Florida Court of Appeals, Sixth District
May 12, 2023
363 So. 3d 1191 (Fla. Dist. Ct. App. 2023)

Opinion

Case No. 6D23-212

05-12-2023

Randolph MAYA, Appellant, v. STATE of Florida, Appellee.

Howard L. "Rex" Dimmig, II, Public Defender, and Steven L. Bolotin, Assistant Public Defender, Bartow, for Appellant. Ashley Moody, Attorney General, Tallahassee, and J. Wade Stidham, Assistant Attorney General, Tampa, for Appellee.


Howard L. "Rex" Dimmig, II, Public Defender, and Steven L. Bolotin, Assistant Public Defender, Bartow, for Appellant.

Ashley Moody, Attorney General, Tallahassee, and J. Wade Stidham, Assistant Attorney General, Tampa, for Appellee.

COHEN, J.

Randolph Maya appeals his conviction of second-degree murder in the death of his wife, Jodi Maya. He raises two grounds on appeal: 1) whether the trial court improperly allowed the State to present a witness's grand jury testimony, and 2) whether the trial court erred in overruling Maya's objection to the prosecution's closing argument containing an alleged misstatement of the law.

Because witnesses share a common last name, for purposes of clarity we will refer to Randolph Maya as Maya and the remaining family members by their first names.

This case was transferred from the Second District Court of Appeal to this Court on January 1, 2023.

Jodi Maya died from strangulation. Her death at the hands of Maya was witnessed in part by their daughter Tia, who told law enforcement and the grand jury that she heard her mother screaming for help and saying that Maya was trying to kill her. Tia went to check on her mother and saw her parents in a bathroom, with her father's back toward her. She observed her father on top of her mother, "pressed against her." Tia called 911, and law enforcement responded to the scene. While Tia denied seeing what her father was doing, she did say that after the screaming stopped, she saw her mother lying motionless. The only individuals present at the time were Maya, Jodi, Tia, and Tia's older brother, Brandon.

Named object pointing entries
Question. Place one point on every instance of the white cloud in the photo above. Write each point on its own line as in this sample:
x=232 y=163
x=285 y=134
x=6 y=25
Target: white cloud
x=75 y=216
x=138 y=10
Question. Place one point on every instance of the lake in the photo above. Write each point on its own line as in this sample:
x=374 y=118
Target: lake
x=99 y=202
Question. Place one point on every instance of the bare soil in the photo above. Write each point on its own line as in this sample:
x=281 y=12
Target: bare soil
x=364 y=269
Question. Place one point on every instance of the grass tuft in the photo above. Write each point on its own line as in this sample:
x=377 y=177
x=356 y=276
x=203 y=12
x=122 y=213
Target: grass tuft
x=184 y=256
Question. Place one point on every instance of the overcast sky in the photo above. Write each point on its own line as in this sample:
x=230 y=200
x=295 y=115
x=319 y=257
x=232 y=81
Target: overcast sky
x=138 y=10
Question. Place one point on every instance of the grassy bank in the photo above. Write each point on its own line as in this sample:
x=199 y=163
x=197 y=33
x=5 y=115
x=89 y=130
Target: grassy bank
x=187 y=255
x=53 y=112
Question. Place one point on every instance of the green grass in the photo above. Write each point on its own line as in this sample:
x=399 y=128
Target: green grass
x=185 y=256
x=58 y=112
...
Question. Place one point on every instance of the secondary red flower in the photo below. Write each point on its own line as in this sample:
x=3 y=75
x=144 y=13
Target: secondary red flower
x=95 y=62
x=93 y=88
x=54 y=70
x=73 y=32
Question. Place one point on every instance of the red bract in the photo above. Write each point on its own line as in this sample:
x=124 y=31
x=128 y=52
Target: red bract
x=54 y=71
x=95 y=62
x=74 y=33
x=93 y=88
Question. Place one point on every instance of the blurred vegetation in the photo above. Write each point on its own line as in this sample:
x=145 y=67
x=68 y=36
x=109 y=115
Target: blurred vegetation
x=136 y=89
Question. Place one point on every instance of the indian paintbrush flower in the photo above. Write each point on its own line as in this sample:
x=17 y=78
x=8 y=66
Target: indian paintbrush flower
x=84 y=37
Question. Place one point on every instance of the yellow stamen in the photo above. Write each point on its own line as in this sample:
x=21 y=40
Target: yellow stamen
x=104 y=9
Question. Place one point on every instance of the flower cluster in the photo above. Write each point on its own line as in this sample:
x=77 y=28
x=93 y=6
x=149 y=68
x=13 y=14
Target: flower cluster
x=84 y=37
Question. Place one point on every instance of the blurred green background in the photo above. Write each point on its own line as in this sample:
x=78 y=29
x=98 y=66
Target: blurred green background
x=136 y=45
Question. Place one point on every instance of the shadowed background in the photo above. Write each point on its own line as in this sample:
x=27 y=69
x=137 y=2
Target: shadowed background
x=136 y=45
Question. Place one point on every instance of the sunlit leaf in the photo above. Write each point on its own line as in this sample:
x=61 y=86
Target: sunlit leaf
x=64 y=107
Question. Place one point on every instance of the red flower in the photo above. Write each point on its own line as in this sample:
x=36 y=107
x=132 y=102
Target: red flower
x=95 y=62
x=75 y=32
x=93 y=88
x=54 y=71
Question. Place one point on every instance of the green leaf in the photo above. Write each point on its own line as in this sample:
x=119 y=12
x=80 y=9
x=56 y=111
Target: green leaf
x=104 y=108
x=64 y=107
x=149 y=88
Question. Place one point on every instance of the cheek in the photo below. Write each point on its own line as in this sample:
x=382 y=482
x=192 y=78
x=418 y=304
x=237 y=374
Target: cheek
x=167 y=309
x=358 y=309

-- TASKS TO PERFORM --
1 – Write out the court opinion word for word, from start to finish.
2 – Return everything in the records from the line containing "Question. Place one point on every instance of the lake" down to the line containing "x=184 y=256", with both of those lines included, copied exactly.
These records are unrelated to the court opinion.

-- ANSWERS BY TASK --
1 –
Florida Court of Appeals, Sixth District
May 12, 2023
363 So. 3d 1191 (Fla. Dist. Ct. App. 2023)

Opinion

Case No. 6D23-212

05-12-2023

Randolph MAYA, Appellant, v. STATE of Florida, Appellee.

Howard L. "Rex" Dimmig, II, Public Defender, and Steven L. Bolotin, Assistant Public Defender, Bartow, for Appellant. Ashley Moody, Attorney General, Tallahassee, and J. Wade Stidham, Assistant Attorney General, Tampa, for Appellee.


Howard L. "Rex" Dimmig, II, Public Defender, and Steven L. Bolotin, Assistant Public Defender, Bartow, for Appellant.

Ashley Moody, Attorney General, Tallahassee, and J. Wade Stidham, Assistant Attorney General, Tampa, for Appellee.

COHEN, J.

Randolph Maya appeals his conviction of second-degree murder in the death of his wife, Jodi Maya. He raises two grounds on appeal: 1) whether the trial court improperly allowed the State to present a witness's grand jury testimony, and 2) whether the trial court erred in overruling Maya's objection to the prosecution's closing argument containing an alleged misstatement of the law.

Because witnesses share a common last name, for purposes of clarity we will refer to Randolph Maya as Maya and the remaining family members by their first names.

This case was transferred from the Second District Court of Appeal to this Court on January 1, 2023.

Jodi Maya died from strangulation. Her death at the hands of Maya was witnessed in part by their daughter Tia, who told law enforcement and the grand jury that she heard her mother screaming for help and saying that Maya was trying to kill her. Tia went to check on her mother and saw her parents in a bathroom, with her father's back toward her. She observed her father on top of her mother, "pressed against her." Tia called 911, and law enforcement responded to the scene. While Tia denied seeing what her father was doing, she did say that after the screaming stopped, she saw her mother lying motionless. The only individuals present at the time were Maya, Jodi, Tia, and Tia's older brother, Brandon.

2 –
Question. Place one point on every instance of the lake in the photo above. Write each point on its own line as in this sample:
x=374 y=118
Target: lake
x=99 y=202
Question. Place one point on every instance of the bare soil in the photo above. Write each point on its own line as in this sample:
x=281 y=12
Target: bare soil
x=364 y=269
Question. Place one point on every instance of the grass tuft in the photo above. Write each point on its own line as in this sample:
x=377 y=177
x=356 y=276
x=203 y=12
x=122 y=213
Target: grass tuft
x=184 y=256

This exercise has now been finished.